(Point-per-instance localization data)
#####

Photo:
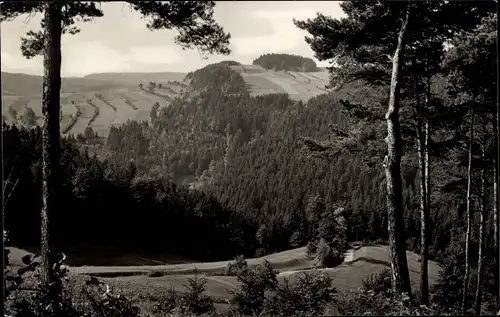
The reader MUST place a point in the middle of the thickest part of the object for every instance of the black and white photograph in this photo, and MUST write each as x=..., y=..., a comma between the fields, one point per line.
x=249, y=158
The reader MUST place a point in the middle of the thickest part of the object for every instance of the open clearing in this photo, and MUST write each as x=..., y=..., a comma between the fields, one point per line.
x=137, y=282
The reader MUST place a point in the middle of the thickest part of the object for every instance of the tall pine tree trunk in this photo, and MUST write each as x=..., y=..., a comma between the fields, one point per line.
x=51, y=146
x=423, y=212
x=496, y=216
x=469, y=215
x=480, y=239
x=424, y=267
x=397, y=241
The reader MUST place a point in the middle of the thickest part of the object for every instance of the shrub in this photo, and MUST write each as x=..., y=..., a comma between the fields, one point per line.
x=104, y=303
x=237, y=267
x=378, y=304
x=254, y=284
x=308, y=296
x=168, y=303
x=194, y=300
x=378, y=282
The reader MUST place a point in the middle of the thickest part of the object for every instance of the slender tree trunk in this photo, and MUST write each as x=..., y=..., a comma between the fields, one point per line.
x=2, y=255
x=496, y=215
x=424, y=261
x=480, y=242
x=469, y=215
x=51, y=146
x=423, y=223
x=397, y=241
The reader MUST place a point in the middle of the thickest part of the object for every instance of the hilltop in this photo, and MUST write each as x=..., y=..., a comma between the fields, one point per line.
x=103, y=100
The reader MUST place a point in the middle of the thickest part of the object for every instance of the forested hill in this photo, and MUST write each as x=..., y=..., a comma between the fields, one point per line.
x=247, y=151
x=286, y=62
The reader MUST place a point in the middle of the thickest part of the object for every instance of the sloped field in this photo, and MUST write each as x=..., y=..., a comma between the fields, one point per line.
x=128, y=102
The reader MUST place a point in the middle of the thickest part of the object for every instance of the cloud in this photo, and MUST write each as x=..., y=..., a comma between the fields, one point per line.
x=285, y=36
x=95, y=57
x=120, y=42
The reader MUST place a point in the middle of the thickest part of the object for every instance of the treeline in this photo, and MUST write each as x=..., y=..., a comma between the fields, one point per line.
x=106, y=204
x=247, y=152
x=288, y=62
x=217, y=76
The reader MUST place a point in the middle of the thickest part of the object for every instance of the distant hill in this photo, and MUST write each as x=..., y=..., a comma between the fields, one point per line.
x=136, y=78
x=287, y=62
x=31, y=85
x=103, y=100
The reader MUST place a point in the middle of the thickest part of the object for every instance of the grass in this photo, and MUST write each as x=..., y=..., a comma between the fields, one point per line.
x=24, y=91
x=146, y=288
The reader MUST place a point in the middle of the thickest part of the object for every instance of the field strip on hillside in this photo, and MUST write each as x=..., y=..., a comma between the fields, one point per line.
x=128, y=101
x=105, y=101
x=20, y=104
x=285, y=82
x=261, y=85
x=96, y=110
x=103, y=122
x=323, y=76
x=124, y=112
x=302, y=77
x=147, y=101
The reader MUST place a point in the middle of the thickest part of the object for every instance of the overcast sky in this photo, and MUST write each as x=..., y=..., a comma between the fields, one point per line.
x=120, y=42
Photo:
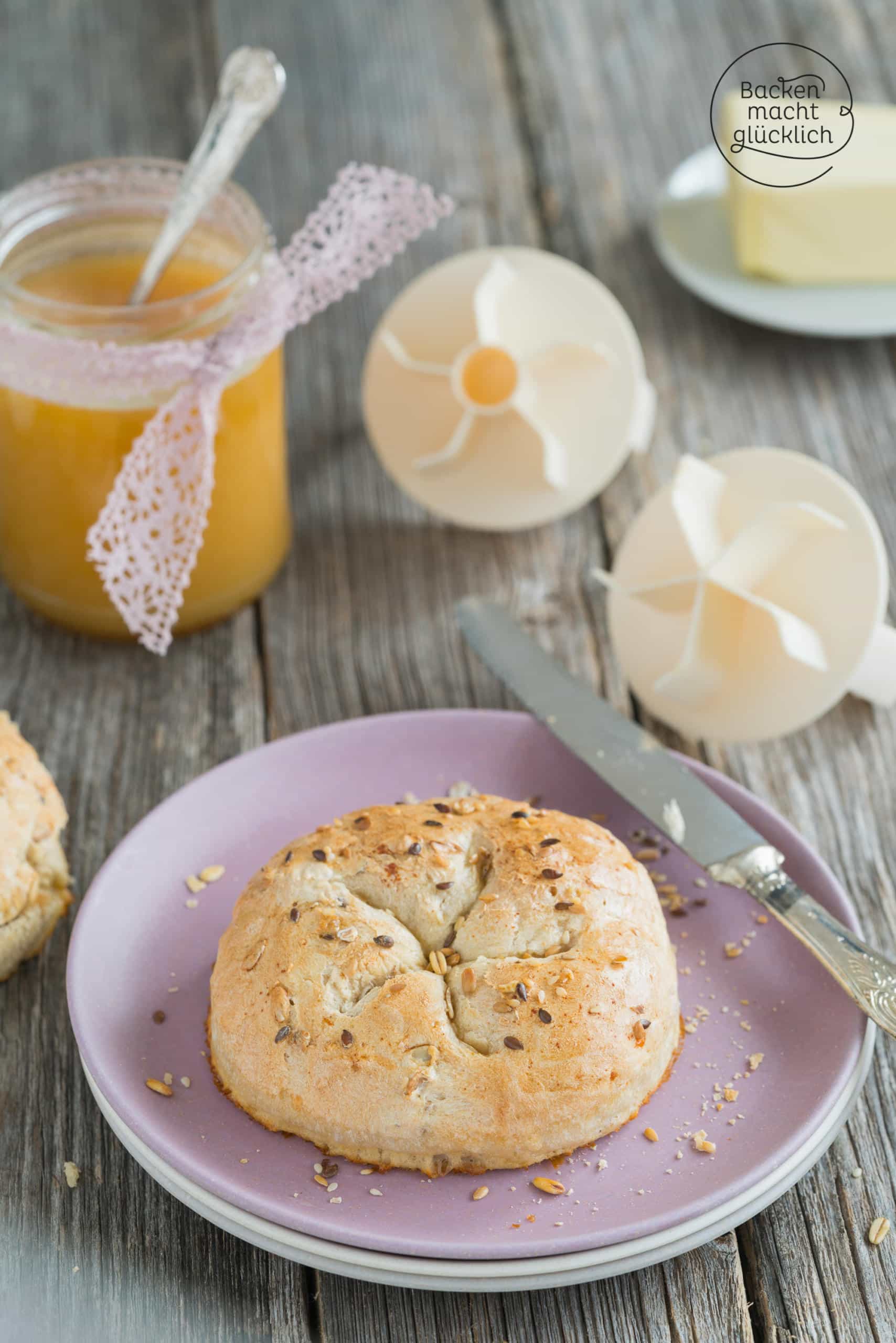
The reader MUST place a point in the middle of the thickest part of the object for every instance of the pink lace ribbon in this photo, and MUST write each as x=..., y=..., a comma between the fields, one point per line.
x=147, y=539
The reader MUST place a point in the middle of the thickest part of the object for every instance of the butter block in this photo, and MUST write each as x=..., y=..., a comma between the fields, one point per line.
x=840, y=229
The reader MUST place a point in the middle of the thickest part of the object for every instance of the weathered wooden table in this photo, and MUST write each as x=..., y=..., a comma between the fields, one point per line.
x=551, y=123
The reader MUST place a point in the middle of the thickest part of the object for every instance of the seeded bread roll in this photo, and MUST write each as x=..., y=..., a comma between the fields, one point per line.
x=34, y=875
x=453, y=985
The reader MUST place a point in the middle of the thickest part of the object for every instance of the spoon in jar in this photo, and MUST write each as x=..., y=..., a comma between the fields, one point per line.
x=250, y=87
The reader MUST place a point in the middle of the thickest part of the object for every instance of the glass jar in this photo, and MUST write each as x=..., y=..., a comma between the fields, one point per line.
x=71, y=245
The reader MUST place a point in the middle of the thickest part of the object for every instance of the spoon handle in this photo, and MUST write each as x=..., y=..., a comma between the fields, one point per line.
x=250, y=87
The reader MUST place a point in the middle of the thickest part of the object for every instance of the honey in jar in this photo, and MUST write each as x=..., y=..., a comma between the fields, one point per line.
x=71, y=246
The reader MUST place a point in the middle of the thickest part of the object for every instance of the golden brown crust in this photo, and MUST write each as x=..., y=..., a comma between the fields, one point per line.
x=34, y=875
x=499, y=1018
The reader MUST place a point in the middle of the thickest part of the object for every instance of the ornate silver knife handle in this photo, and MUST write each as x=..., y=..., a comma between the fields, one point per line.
x=868, y=978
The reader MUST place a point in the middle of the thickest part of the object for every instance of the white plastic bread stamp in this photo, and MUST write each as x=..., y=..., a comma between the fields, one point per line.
x=506, y=387
x=749, y=596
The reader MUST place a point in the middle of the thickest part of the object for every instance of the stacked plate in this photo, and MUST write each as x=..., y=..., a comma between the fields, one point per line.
x=767, y=1024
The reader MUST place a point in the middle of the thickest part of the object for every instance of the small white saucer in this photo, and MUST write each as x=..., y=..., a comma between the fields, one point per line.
x=691, y=234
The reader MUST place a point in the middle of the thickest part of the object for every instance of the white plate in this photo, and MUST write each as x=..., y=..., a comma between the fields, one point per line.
x=494, y=1275
x=691, y=236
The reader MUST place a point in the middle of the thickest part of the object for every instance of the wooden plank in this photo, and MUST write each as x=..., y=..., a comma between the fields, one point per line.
x=609, y=119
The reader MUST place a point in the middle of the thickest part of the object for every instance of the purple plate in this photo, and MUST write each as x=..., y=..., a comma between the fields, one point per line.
x=139, y=947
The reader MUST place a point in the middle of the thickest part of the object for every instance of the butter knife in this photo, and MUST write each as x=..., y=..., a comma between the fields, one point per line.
x=648, y=776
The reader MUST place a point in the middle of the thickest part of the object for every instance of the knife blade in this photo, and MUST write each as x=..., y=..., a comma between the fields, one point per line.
x=621, y=751
x=648, y=776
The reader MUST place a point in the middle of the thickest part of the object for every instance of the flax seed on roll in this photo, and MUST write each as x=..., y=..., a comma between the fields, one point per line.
x=451, y=985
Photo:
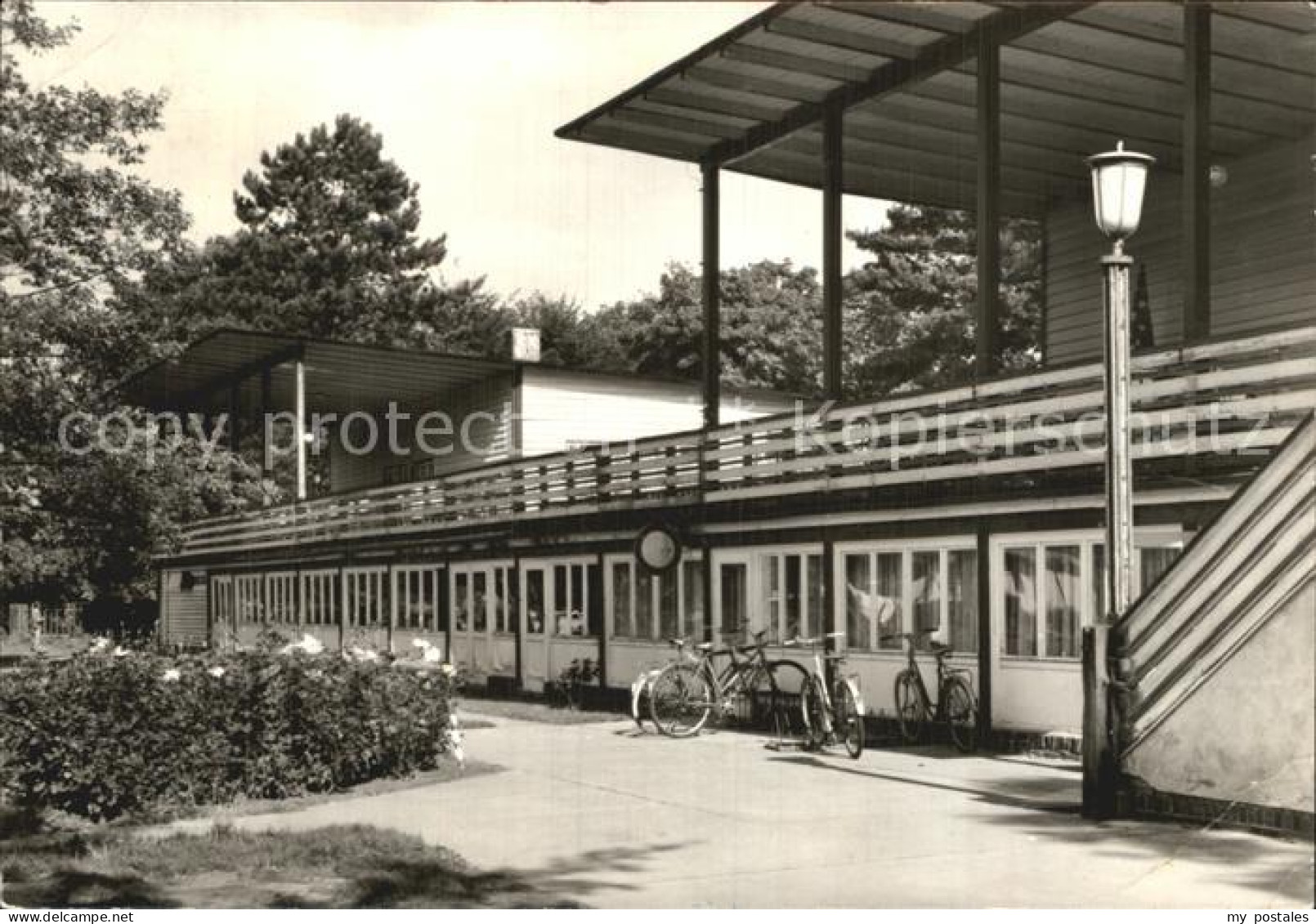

#####

Without copying the pictures, transcribe the entries exactly.

Photo:
The reader MUST place a point in the middle of the thickest part of the object for every instance of the black and white photograph in this photo, and MUST write each as x=..., y=..., a comma between the fields, one point per line.
x=249, y=158
The reader MUST place a point in the middle of the thickest part of the object for every instance of the open clearing in this photo, and MUST write each as x=..., y=..., a comma between the fields, one point per line.
x=137, y=282
The reader MUST place a point in the middle of the thickest part of the object for every instance of the tall pine tree trunk in this photo, and MUST write each as x=..., y=..., a comma between the fields, one point per line.
x=51, y=146
x=423, y=212
x=496, y=216
x=469, y=215
x=480, y=239
x=424, y=267
x=397, y=241
The reader MUST place a point in the middle of the thickest part of the object for every instance of the shrub in this photo, and MUST write each as x=..., y=..., a comma between the fields, one point per line.
x=104, y=303
x=237, y=267
x=378, y=304
x=254, y=284
x=308, y=296
x=168, y=303
x=194, y=300
x=378, y=282
The reader MUST place a point in the middle of the thickest part of the object for every instance of the slender tree trunk in this photo, and MUST write each as x=..., y=..., a comma between the fields, one point per line.
x=2, y=255
x=496, y=215
x=424, y=261
x=480, y=242
x=469, y=215
x=51, y=146
x=423, y=223
x=397, y=241
The reader MUST place a point in the middle of the thickest part of the object for every instance of the hilltop in this photo, and MUST write each as x=..., y=..., a comma between the fields, one point per line.
x=103, y=100
The reader MUST place a point in the middle of the thickest part of the object for every instance of the forested hill in this photo, and MUST write each as x=..., y=..., a comma between the fields, one point per line.
x=247, y=151
x=286, y=62
The reader MUST place a point in the middle of the thickest part of the object for every instance of the sloped field in this photo, and MUST write each as x=..., y=..., a comma between the fields, one point per line.
x=128, y=102
The reader MUST place a point in the middle of the thickest part of the object for every instance of the cloud in this photo, and MUST write each as x=..., y=..., a comma between the fields, one point per line.
x=285, y=36
x=95, y=57
x=120, y=42
The reader MUST place a point in the middle of the thickest part of the object for every instance of the treeline in this photo, and MUST write each as x=..., y=..., a comma between the fields, one point per line.
x=106, y=204
x=247, y=152
x=288, y=62
x=217, y=76
The reader MUST place a point in the middle of the thickest part of the object for every instance of the distant hill in this photo, and MUST write each as x=..., y=..., a comma between the fields, one point per line.
x=136, y=78
x=287, y=62
x=31, y=85
x=103, y=100
The reader MUST place a point in the middle of the thickest part of the object for every instance of the grass in this photo, and MUST write each as x=..., y=..., a comma between the fields, one point per line.
x=24, y=91
x=146, y=288
The reader MUST place a point in the middle of the thickest part of the object for every instance of the field strip on hillside in this photo, and MUST write each as x=..., y=..., a comma between the fields, one point per line.
x=128, y=101
x=105, y=101
x=20, y=104
x=285, y=82
x=261, y=85
x=96, y=110
x=103, y=122
x=323, y=76
x=124, y=112
x=302, y=77
x=147, y=101
The reader MUST place a point in the middle of the thickest part of the object for every instance of the overcast sky in this photo, and MUST write each as x=..., y=..., a comma between the fields, one point per line.
x=120, y=42
Photo:
The reader MUST place a point in the middle of the thickest part of the object for every instance of the pink lace ribbon in this photo, and MUST write each as x=..., y=..., a comma between the fields, one point per line.
x=147, y=539
The reader MUST place a point in the middle of the thickest part of the object for every instance of the butter block in this photo, and MUST write each as x=..., y=..., a comma between the fields, one point per line.
x=840, y=229
The reader MUST place a point in the middle of the thickest part of the object for every instance of the weathered wooden table in this photo, and MUST write each as x=..., y=..., a comma between the fields, one point per line.
x=551, y=123
The reader MUST place a point in the middle of the thickest part of the object for every instance of the seeded bread roll in this photo, and MUST write each as x=..., y=..., a comma between the fields, one point per line.
x=34, y=875
x=453, y=985
The reader MUST place a point in the middle of the thickest part of the object for every instance of the spoon in jar in this photo, and MUST write each as x=..., y=..., a comma between the fields, one point per line.
x=250, y=87
The reader MUST place a point in the middle of the thickest part of the object for every instance of the glass jar in this photo, and MUST write each as x=..., y=..., a comma between the fields, one point per line.
x=71, y=245
The reader MUST place a point in the middle of the thickest part of the object for every instance of the spoon handle in this photo, and MUST write each as x=..., y=..., a comma between the fields, one point per line.
x=250, y=87
The reader MUST place a point in the middle of the thickest part of the object for every instance of the honey in jar in this photo, and MUST write each as x=..., y=..., a comma between the fields, one point per line.
x=71, y=246
The reader MUST place a point in the middle of the thickest part of the object for every instance of the golden brown crust in this photo, and MUST write each as x=..., y=..., a comma between the fields, one point per line.
x=34, y=875
x=499, y=1018
The reader MUST place a point in the middle of the thickest part of the object for every instance of the ornate silver knife handle in this photo, and MUST write each as x=..., y=..., a comma between the fields, one point per line.
x=868, y=978
The reader MUST place a point in the middle of the thickest part of the object for every instance of the white plastic bread stamp in this photo, and MUST write each as x=..., y=..., a comma between the fields, one point per line.
x=506, y=387
x=749, y=596
The reader MUST place a point in the middle of the thickest part of the object for every instance of the stacked plate in this photo, and MUST write each as x=..., y=..., a comma between the fields, one point per line.
x=767, y=1024
The reader MUST place a point in the middle of the thickest part of the object for every instance of the small white saucer in this photo, and MUST write each as x=..., y=..., a comma between the fields, one point per line.
x=691, y=234
The reader MUST place a point in the middle of the thickest part of the object for every instance of the white plate in this photo, and MUST write each as x=..., y=..., a comma between the fields, one point per line.
x=494, y=1275
x=691, y=236
The reader MUST place a point in the middle of the thickest part of the object for every instance of the wooden plank in this photo, and MUST write each as x=..., y=..., a comma between the fields, one point per line.
x=609, y=119
The reader MUST place a point in the middle of the thickest part of the object for every instance of the purple plate in this photo, and MUST write each as x=..., y=..., a comma between the fields, one point per line.
x=139, y=947
The reader MUST place a point in the middle of the thickest part of the object for every instance of the butter knife in this photo, and MUST write each as x=..., y=..., a comma between the fields, one point per line.
x=648, y=776
The reader MUST place a point in the middle of the thickest part of the object for every instance of the knife blade in this photo, and MUST write each as x=..., y=..., a comma between the fields, one point per line.
x=621, y=751
x=648, y=776
The reader MUST place a point in the middle of the thickest part of the object for every instance of the flax seed on roll in this photo, and MUST write each as x=..., y=..., a comma between the fields, one point per line.
x=451, y=985
Photo:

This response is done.